• [OBJETIVO]
Pode reescrever de forma mais breve o parágrafo do artigo que começa com «Em primeiro logar», mantendo os fatos principais?

• [ARTIGO]

------------

Começa o distincto escriptor com a seguinte phrase: «E' de admirar que em uma publicação official, e logo nas suas primeiras paginas, viesse uma apaixonada exposição do facto historico-A Bernarda de Francisco Ignacio, na qual á inverdade do escriptor sobresahem as louvaminhas, sobretudo aos dois irmãos Andradas, José Bonifacio e Martim Francisco, e as maiores diatribes ao coronel Francisco Ignacio de Souza Queiroz e ao ouvidor José da Costa Carvalho. A narrativa não é de historiador, mas de um energumeno, etc.>>

Em primeiro logar, não me parece caso para extranheza o apparecimento de um escripto do dr. Paulo do Valle em uma publiblicação official. Queira o cidadão E. R. lêr os Annaes da Bibliotheca Nacional e ha de encontrar nelles muitos escriptos de particulares, antigos, colleccionados e publicados por aquella bibliotheca para beneficio do publico e informação dos curiosos; queira examinar a Revista do Archivo Publico Mineiro e encontrará muitos artigos de escriptores modernos, e ainda ninguem me consta ter extranhado a Teixeira de Mello e Xavier da Veiga a inclusão desses escriptos naquellas publicações officiaes.

------------

• [DADOS FORNECIDOS]
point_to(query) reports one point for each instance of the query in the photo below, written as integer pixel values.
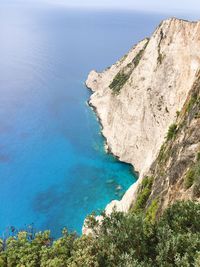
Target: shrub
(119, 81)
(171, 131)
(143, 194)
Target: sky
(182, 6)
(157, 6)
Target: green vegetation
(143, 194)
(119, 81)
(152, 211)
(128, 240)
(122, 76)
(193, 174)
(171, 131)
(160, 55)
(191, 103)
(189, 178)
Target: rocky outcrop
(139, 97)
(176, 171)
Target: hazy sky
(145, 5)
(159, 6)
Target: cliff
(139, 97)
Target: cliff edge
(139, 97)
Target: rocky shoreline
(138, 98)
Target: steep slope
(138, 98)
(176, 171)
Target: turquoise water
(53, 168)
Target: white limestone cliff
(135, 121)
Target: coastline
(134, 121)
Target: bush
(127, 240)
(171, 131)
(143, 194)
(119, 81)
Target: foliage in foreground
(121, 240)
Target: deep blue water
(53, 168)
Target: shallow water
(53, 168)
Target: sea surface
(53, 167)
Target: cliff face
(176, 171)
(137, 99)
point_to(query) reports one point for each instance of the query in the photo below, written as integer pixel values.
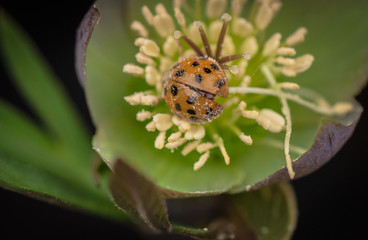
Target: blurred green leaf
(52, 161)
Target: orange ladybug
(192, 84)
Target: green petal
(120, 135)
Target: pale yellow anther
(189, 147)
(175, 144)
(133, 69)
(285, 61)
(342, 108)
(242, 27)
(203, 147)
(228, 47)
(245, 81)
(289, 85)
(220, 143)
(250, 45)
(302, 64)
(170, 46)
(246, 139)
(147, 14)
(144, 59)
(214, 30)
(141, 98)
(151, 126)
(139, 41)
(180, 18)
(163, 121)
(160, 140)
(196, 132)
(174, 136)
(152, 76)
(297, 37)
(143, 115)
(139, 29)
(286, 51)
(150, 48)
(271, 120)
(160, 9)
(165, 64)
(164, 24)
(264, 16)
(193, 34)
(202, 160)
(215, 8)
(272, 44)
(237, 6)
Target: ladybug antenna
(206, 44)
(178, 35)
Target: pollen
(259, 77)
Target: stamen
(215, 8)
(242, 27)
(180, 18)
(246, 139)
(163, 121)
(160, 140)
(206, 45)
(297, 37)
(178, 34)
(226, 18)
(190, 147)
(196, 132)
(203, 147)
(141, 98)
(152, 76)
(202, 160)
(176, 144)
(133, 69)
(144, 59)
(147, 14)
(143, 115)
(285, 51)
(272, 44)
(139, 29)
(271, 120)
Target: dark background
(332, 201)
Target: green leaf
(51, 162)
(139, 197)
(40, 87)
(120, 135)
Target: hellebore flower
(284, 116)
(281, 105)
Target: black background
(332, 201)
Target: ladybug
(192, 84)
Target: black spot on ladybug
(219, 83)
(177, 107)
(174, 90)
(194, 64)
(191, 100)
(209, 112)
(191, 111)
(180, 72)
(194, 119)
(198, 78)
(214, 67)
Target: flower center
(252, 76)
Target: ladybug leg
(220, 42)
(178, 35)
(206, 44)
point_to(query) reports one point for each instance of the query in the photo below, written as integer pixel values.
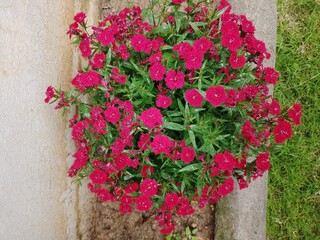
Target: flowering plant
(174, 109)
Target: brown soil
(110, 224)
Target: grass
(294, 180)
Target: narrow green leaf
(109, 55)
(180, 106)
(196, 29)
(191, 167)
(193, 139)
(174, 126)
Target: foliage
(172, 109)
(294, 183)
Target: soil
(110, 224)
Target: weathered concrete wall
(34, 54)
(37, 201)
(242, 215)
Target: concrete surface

------------

• [RESPOSTA]
Quem escreve não vê motivo de estranheza em um escrito do dr. Paulo do Valle sair em uma publicação oficial. Aponta ao cidadão E. R. dois casos. Os Annaes da Bibliotheca Nacional trazem muitos escritos antigos de particulares, reunidos e publicados por essa biblioteca para o público e os curiosos. A Revista do Archivo Publico Mineiro traz muitos artigos de escritores modernos. E ninguém, que se saiba, estranhou que Teixeira de Mello e Xavier da Veiga incluíssem esses escritos nessas publicações oficiais.